• WHAT THE TASK REQUIRES: Substitute "yellow rain jacket" for every "green rain poncho" in the material below and write it out again with nothing else changed, leaving out the pictures.

• SUPPLIED DATA:
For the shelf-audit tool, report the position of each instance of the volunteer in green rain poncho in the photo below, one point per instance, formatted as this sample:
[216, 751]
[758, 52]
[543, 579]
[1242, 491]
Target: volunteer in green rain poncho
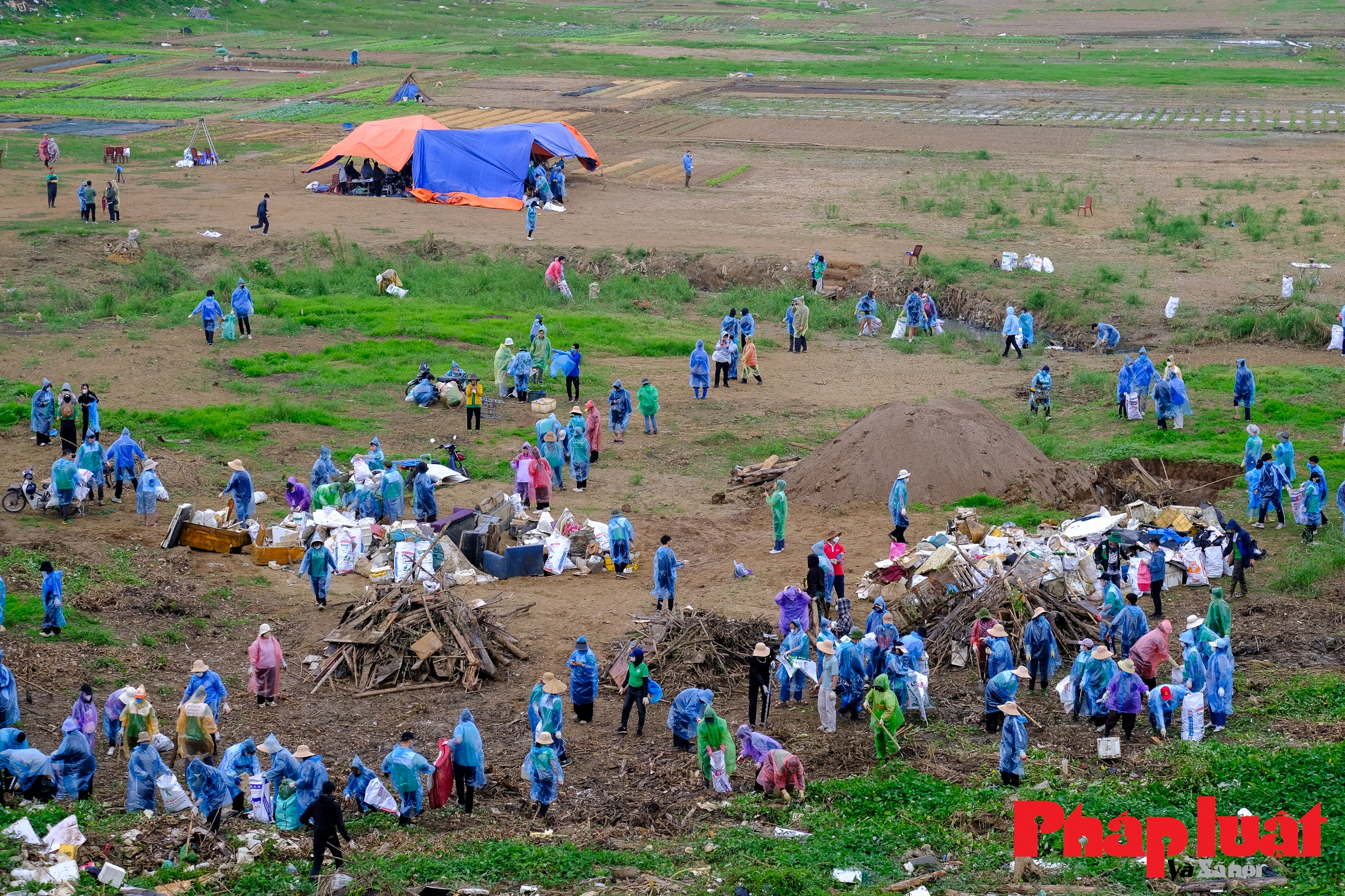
[779, 512]
[503, 358]
[884, 717]
[712, 734]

• OUTPUT BELOW:
For the shelf-audit tool, report the position of each instance of the volunteer in yellow rain jacket in the photo below, one point per instance, formatted as this sample:
[216, 751]
[758, 52]
[543, 579]
[1242, 491]
Target: volunteer in yellow rain jacket
[779, 512]
[503, 358]
[884, 717]
[712, 734]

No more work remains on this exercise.